* TASK DETAILS
Return the passage of the article on the SOTUVER share sale between "A profitable family" and "global glass market.", inclusive, copied word for word.

***** SOURCE TEXT *****

The Financial Market Council (CMF) announced that a request for authorization to acquire a majority controlling block was submitted on March 10, 2026. The request concerns 16,204,636 SOTUVER shares, representing 41.28% of the company’s capital, at a price of 13.020 dinars per share.
The CMF recalled that this operation follows a sale agreement signed on December 16, 2025 between Compagnie Financière d’Investissement (CFI), Tunisienne d’Assurance Lloyd Tunisien, INDINVEST, and Lloyd Vie, which will sell their stakes in Sotuver, part of the Bayahi Group, to B.A Glass B.V.
The Tunisian stock market regulator did not specify its decision regarding this major financial transaction, expected to exceed 220 million dinars, saying that a ruling will be issued later. In the meantime, trading of SOTUVER shares on the main market of the Tunis Stock Exchange (TSE) has been suspended.
So who is this potential buyer involved in one of Tunisia’s most significant industrial deals?
BA Glass B.V. is a Dutch holding company registered in Amsterdam (Netherlands). It serves as the financial holding company of the BA Glass Group, while most of the industrial operations are managed from Portugal.
The group is often described as a Portuguese industrial group, since its operational center is located in Vila Nova de Gaia (Portugal) and several of its industrial subsidiaries are Portuguese.
In summary, it is a family-owned Portuguese group, legally based in the Netherlands, and a European leader in glass packaging, currently expanding internationally but facing a difficult financial year in 2024.
BA Glass is a global manufacturer of glass containers (bottles and jars) used in the beverage industry (beer, wine, soft drinks), spirits, food products, and pharmaceuticals.
Its annual production exceeds 11 billion glass bottles and jars, supported by 13 glass manufacturing plants and five recycling facilities located across seven countries:
Portugal, Spain, Poland, Bulgaria, Germany, Romania and Mexico. The group exports to more than 70 countries.
According to the group’s capital structure, the main shareholders are:
A Portuguese non-financial holding company (SGPS) based in Vila Nova de Gaia, which holds 47.40% of the capital.
Teak Capital, the investment company of the Moreira da Silva family, holding 26.30%.
Tangor Capital, a family investment firm of the Silva Domingues family from Porto, holding 26.30%.
Tangor Capital invests in sectors such as food products and industrial supplies, with stakes in companies including Cerealto, Better Foods Group, and Vetrerie Riunite Group.
Overall, the group is controlled by Portuguese industrial families along with its management.
Key executives include Tiago Moreira da Silva, CEOabd and Paulo Azevedo, Chairman of the Board.
A profitable family group
The group employs around 4,800 people.
For 2024, it reported revenue of €1.53 billion, EBITDA of €402 million and net profit of €157.2 million
However, net profit fell 60% compared with 2023, mainly due to the integration of new international acquisitions and a slowdown in the global glass market.
As for the holding company BA Glass B.V., which has no employees and mainly acts as a financing and ownership structure for the group, it reported a net profit: €248.6 million and equity of about €687.6 million.
Who are the sellers?

***** EXTRACTED INFORMATION *****

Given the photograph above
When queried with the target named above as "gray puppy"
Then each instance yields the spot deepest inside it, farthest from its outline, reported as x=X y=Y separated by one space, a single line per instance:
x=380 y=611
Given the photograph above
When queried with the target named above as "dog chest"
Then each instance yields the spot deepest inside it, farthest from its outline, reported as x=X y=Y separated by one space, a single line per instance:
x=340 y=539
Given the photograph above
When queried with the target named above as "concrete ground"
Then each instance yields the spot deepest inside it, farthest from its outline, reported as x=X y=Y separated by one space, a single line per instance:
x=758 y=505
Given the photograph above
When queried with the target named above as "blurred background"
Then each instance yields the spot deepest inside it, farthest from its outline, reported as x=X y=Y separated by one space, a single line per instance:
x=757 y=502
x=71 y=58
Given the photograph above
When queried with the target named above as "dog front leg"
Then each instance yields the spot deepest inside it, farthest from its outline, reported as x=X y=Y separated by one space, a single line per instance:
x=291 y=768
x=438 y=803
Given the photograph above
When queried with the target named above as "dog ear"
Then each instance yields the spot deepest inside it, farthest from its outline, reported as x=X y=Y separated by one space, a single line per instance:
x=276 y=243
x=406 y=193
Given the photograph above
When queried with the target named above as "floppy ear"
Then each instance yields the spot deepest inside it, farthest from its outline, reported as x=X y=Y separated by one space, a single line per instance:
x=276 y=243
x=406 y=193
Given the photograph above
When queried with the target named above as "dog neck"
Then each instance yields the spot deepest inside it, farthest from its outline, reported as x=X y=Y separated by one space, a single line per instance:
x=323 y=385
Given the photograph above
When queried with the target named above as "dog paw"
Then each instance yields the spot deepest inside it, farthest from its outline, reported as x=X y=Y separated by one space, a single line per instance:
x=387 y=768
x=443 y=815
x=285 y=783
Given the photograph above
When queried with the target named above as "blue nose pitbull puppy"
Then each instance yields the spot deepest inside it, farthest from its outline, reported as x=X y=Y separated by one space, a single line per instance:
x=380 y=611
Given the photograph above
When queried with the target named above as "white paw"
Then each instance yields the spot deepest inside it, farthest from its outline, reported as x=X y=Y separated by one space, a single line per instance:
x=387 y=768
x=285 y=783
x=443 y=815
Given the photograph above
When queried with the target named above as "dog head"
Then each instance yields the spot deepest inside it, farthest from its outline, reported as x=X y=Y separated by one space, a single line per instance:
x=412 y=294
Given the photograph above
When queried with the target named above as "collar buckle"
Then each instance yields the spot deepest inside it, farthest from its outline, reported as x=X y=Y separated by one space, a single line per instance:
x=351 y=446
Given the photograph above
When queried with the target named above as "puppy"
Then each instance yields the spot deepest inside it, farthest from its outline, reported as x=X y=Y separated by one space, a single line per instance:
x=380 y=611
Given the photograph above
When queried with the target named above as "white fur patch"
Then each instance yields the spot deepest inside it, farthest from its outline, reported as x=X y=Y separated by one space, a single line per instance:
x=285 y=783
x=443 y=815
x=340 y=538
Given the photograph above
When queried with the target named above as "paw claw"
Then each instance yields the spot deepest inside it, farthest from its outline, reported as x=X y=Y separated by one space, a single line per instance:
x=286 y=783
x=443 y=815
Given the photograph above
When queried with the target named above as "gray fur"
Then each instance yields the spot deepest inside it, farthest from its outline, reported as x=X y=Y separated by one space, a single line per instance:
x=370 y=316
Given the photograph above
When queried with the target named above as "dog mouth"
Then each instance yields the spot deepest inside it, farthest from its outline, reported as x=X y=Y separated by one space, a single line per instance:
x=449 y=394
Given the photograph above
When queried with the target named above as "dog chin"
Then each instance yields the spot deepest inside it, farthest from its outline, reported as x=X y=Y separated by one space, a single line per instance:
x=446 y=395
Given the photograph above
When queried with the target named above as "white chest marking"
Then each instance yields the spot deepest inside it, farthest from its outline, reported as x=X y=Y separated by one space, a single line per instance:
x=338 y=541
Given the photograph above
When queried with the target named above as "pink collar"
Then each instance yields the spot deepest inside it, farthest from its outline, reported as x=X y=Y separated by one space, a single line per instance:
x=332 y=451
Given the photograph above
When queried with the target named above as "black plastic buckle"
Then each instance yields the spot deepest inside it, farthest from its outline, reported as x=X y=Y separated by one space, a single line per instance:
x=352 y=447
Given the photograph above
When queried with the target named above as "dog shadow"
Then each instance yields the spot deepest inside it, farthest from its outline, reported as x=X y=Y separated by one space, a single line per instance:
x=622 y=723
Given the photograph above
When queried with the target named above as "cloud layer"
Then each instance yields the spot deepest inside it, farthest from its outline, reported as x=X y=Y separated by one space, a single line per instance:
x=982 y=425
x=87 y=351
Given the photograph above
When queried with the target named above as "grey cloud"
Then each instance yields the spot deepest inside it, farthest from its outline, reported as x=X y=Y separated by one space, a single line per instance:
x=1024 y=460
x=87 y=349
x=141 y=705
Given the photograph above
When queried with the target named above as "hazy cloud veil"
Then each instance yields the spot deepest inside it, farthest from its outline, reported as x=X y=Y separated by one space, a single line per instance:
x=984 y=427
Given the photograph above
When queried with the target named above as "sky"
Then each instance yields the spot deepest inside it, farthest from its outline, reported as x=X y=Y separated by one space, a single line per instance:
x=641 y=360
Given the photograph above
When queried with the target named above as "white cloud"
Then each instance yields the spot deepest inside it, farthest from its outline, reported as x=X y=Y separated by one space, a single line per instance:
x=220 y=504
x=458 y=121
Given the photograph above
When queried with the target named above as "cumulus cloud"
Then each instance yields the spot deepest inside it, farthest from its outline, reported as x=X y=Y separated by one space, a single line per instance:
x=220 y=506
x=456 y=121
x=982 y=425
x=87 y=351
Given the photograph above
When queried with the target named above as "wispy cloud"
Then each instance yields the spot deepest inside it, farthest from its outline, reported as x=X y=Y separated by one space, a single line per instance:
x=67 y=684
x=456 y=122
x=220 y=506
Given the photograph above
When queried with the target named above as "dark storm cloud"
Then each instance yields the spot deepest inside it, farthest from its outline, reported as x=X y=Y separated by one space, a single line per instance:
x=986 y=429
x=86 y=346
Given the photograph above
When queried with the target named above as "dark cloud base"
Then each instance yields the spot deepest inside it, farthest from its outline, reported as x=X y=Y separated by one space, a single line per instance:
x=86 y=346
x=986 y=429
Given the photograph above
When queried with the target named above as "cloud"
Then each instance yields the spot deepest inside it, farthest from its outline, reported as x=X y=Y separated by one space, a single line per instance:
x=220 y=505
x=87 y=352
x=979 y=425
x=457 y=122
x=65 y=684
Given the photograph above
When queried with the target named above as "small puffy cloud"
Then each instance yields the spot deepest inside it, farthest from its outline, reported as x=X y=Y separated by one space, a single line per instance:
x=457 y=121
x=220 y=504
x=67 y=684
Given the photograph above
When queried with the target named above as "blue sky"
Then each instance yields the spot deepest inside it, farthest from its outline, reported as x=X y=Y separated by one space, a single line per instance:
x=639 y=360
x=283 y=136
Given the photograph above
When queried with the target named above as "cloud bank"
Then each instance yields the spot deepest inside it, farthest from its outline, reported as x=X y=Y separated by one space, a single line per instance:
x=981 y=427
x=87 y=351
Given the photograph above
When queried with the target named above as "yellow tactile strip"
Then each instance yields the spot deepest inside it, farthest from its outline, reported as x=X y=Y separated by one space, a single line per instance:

*****

* EXERCISE RESULT
A profitable family group
The group employs around 4,800 people.
For 2024, it reported revenue of €1.53 billion, EBITDA of €402 million and net profit of €157.2 million
However, net profit fell 60% compared with 2023, mainly due to the integration of new international acquisitions and a slowdown in the global glass market.